- RECORDS SUPPLIED:
----------------

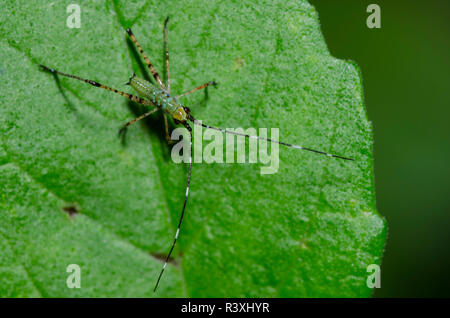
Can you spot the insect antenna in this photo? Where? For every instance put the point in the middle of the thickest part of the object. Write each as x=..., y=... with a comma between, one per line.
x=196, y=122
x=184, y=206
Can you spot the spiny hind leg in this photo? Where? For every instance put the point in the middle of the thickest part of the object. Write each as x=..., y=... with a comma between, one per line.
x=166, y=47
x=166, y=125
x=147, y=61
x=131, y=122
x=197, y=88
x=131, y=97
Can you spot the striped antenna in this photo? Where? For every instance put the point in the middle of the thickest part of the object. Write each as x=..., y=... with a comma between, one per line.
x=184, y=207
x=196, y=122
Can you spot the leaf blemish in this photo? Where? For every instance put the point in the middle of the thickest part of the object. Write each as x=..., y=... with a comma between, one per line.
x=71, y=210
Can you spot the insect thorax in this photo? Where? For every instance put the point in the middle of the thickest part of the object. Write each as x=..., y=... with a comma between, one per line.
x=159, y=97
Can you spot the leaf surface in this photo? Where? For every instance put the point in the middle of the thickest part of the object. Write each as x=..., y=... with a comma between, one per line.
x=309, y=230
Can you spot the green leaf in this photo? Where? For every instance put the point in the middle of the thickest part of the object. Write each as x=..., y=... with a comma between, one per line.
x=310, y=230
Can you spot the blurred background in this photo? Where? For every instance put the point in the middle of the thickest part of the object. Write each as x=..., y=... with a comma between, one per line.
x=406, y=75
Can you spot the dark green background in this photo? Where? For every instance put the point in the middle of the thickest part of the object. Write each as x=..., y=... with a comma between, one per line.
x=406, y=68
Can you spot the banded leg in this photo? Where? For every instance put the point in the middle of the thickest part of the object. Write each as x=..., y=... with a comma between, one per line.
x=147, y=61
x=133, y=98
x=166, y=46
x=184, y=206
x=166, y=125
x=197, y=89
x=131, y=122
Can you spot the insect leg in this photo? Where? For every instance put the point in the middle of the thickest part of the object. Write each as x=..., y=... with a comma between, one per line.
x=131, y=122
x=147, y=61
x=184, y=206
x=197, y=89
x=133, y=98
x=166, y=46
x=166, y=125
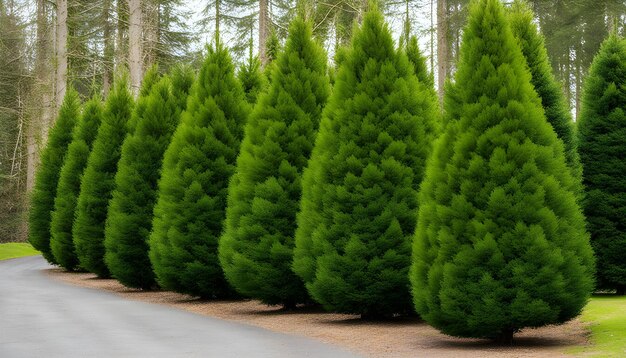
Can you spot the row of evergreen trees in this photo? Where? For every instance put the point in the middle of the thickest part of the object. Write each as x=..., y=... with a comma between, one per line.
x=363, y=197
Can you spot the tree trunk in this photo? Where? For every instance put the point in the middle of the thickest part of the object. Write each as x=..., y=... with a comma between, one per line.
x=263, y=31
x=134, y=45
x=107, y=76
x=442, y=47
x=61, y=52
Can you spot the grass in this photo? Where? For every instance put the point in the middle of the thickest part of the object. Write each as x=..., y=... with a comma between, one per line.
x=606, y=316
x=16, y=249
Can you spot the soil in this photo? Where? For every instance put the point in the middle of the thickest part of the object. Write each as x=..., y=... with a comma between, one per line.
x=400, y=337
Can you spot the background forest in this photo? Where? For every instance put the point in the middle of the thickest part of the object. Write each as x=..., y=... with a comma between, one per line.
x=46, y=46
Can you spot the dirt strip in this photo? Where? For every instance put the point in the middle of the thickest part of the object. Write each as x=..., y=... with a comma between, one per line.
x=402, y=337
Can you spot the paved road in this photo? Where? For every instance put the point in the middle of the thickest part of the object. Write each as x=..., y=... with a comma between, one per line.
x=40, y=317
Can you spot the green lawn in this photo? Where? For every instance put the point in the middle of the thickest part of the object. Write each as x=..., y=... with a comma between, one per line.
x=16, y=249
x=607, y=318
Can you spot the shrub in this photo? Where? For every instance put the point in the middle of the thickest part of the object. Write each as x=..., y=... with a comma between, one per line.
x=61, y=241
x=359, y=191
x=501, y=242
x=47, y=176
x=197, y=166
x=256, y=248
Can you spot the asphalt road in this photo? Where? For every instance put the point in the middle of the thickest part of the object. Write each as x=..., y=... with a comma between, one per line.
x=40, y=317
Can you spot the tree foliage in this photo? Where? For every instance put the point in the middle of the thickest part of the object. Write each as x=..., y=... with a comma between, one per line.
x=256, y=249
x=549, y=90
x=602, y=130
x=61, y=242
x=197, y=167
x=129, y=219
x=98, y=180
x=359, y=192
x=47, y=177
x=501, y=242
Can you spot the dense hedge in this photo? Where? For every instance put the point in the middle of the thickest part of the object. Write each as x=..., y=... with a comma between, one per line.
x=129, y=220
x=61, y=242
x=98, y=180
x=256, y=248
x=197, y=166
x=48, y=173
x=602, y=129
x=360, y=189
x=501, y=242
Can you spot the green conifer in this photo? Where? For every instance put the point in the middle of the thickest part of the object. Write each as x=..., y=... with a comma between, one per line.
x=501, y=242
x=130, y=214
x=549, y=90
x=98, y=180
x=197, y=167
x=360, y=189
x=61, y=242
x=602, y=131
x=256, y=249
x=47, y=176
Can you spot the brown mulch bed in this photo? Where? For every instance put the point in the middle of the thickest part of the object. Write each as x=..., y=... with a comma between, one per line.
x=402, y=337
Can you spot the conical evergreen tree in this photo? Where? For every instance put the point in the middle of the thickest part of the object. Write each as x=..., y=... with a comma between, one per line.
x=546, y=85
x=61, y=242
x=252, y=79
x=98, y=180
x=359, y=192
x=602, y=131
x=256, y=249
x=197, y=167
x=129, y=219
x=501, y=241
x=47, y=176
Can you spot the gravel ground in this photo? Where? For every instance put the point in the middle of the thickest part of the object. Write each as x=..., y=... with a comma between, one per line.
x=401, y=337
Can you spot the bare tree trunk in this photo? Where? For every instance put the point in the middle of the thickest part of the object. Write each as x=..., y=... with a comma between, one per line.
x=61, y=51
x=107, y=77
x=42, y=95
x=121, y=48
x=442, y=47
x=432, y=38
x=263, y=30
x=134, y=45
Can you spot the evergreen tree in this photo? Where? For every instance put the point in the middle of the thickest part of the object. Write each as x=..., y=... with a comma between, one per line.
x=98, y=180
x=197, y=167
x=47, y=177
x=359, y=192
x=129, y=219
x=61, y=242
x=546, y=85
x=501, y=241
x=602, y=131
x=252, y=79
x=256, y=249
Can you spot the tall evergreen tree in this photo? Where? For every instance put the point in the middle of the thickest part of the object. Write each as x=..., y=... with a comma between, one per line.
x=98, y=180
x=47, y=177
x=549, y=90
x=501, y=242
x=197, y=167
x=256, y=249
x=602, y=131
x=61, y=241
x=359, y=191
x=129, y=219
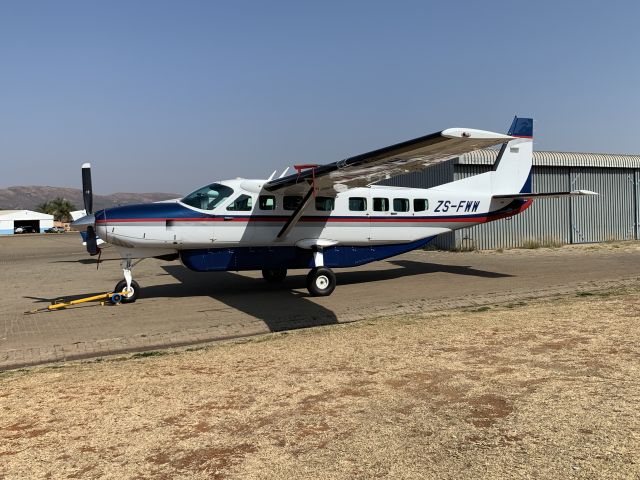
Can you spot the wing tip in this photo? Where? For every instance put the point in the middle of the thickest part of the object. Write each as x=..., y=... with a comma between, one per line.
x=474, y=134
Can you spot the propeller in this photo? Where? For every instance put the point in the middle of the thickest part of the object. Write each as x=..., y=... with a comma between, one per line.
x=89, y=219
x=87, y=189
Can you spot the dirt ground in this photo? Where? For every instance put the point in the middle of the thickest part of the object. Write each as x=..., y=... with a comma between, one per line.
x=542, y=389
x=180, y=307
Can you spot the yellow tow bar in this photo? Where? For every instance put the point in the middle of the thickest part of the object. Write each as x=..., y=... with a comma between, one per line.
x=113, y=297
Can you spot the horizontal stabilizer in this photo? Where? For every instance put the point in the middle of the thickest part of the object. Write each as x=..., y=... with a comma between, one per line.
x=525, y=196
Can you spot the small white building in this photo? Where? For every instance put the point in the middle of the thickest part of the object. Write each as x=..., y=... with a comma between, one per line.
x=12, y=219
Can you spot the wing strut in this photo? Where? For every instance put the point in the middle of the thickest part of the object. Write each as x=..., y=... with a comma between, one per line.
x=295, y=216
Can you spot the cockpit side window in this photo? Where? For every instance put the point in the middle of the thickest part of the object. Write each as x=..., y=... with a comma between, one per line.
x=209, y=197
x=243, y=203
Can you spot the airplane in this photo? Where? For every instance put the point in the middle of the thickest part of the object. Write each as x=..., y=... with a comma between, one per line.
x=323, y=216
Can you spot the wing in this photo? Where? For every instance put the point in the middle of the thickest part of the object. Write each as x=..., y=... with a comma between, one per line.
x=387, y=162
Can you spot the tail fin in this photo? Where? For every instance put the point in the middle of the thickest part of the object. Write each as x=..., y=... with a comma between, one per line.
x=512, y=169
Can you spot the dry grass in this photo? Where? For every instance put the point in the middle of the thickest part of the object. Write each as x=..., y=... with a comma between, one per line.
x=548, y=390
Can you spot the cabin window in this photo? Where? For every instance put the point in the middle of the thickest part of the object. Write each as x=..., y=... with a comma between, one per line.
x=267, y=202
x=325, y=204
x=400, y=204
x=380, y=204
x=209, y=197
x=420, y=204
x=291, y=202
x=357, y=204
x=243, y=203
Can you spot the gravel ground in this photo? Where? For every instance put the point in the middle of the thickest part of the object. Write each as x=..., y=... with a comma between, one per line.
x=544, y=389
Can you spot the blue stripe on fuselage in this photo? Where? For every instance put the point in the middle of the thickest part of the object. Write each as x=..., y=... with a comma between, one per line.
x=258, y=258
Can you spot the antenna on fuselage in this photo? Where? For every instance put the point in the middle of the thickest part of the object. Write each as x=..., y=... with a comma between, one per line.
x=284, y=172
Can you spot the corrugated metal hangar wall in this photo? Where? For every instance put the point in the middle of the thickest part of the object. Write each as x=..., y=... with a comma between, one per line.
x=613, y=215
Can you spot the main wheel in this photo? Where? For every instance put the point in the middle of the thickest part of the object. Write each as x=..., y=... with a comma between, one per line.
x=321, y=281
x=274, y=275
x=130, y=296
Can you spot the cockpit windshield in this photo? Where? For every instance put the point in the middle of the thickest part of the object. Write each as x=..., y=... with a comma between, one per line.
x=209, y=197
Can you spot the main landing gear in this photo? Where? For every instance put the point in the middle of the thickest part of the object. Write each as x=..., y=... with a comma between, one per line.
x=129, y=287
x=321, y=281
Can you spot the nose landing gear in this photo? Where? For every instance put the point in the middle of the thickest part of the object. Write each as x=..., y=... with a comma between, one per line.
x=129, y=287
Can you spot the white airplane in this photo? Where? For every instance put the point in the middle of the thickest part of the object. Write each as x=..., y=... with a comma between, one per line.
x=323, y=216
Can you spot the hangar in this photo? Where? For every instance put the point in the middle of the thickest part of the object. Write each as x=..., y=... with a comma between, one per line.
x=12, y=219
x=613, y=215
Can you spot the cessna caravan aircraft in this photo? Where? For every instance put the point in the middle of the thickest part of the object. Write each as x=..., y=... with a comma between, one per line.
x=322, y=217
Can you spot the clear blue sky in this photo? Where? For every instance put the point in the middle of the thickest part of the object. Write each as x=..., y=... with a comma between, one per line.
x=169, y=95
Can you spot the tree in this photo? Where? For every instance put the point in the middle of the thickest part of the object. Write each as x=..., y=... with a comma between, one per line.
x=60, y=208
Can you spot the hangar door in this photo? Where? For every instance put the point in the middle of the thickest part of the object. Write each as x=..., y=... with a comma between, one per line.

----------------

- WHAT THE EXERCISE ASKS: Copy the data word for word, starting at the beginning and ending with the line that contains "x=309, y=230". Leave the pictures out of your copy.

- FINAL RESULT:
Can you spot the insect antenna in this photo? Where? For every instance put the point in the middle of the thickest part of the object. Write each as x=..., y=... with a comma between, one per line.
x=196, y=122
x=184, y=206
Can you spot the spiny hind leg in this photo? Where? For every instance put the point in the middle of the thickest part of the object. Write each as x=..., y=... with a comma between, one per line.
x=166, y=47
x=166, y=125
x=147, y=61
x=131, y=122
x=197, y=88
x=131, y=97
Can you spot the striped antenna in this photo? Where? For every instance put the point in the middle of the thickest part of the object. Write each as x=..., y=... with a comma between, one per line.
x=184, y=207
x=196, y=122
Can you spot the leaf blemish in this photo? Where? For every instance put the point in the middle of the thickest part of the object. Write each as x=..., y=... with a comma between, one per line.
x=71, y=210
Can you spot the insect thorax in this photo? Where? For every instance put the point in the middle of the thickest part of the object. Write each as x=..., y=... with a comma between, one per line.
x=159, y=97
Can you spot the leaf surface in this photo? Where? For every instance put the point in the middle of the thickest part of the object. Write each as x=..., y=... with a comma between, one per line.
x=309, y=230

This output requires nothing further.